Problem details: Task for the records below: please retype exactly and only the lines from the first through the one with "Target: empty portion of dish", with every picture omitted.

Working data:

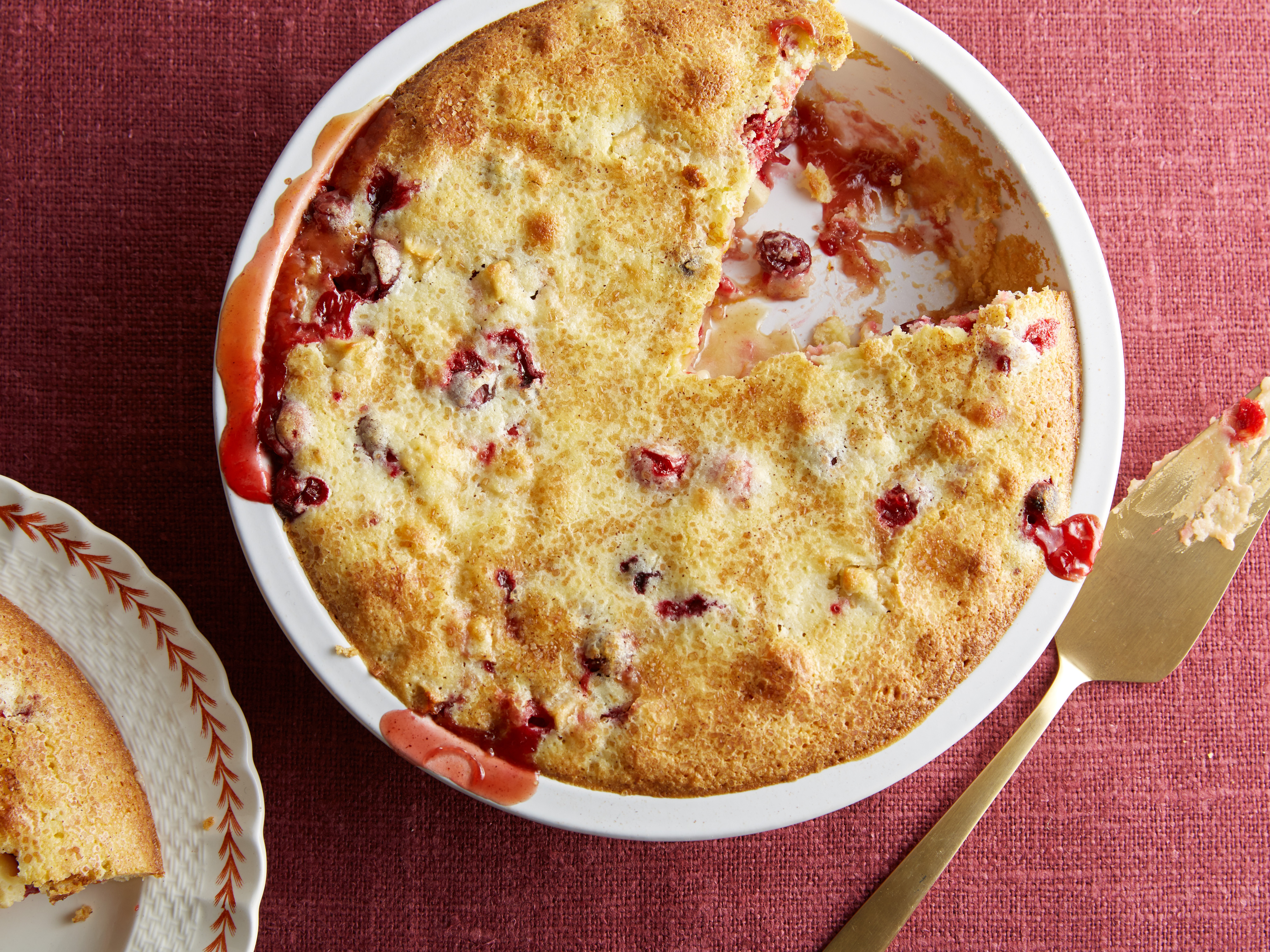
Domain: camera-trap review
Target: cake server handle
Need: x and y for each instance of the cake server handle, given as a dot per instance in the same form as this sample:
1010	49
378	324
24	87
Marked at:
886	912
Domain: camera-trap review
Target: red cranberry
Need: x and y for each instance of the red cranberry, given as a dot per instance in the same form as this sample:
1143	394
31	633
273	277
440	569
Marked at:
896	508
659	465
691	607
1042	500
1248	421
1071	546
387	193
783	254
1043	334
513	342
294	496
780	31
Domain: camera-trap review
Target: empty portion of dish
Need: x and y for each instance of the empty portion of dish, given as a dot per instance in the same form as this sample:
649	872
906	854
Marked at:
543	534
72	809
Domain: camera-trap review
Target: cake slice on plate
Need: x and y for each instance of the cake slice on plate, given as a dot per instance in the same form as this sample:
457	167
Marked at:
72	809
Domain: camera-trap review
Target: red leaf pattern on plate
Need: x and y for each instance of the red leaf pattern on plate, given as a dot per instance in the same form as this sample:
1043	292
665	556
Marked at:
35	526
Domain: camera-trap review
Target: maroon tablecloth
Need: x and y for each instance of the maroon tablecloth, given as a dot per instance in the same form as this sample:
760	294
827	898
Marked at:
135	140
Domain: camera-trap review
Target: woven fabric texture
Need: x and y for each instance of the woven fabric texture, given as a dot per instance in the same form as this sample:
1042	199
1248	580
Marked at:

Result of this task:
Domain: camera-trap review
Target: cake server handle
Need: x and y for each instance of the cake server handle, given as a dot per instance in the same form as this sample:
1010	49
378	324
24	87
Marked at:
886	912
Domain: camera-trap review
Target: red cranberry
Need: x and y for each instance of the red cranberry, given as a dot per instance in the same form as this sample:
1143	394
31	633
273	277
440	569
Marked at:
896	508
659	465
691	607
1042	500
1248	421
1071	546
387	193
783	254
1043	334
513	342
294	496
780	31
Domain: camera-trap review
Target: empty portion of dish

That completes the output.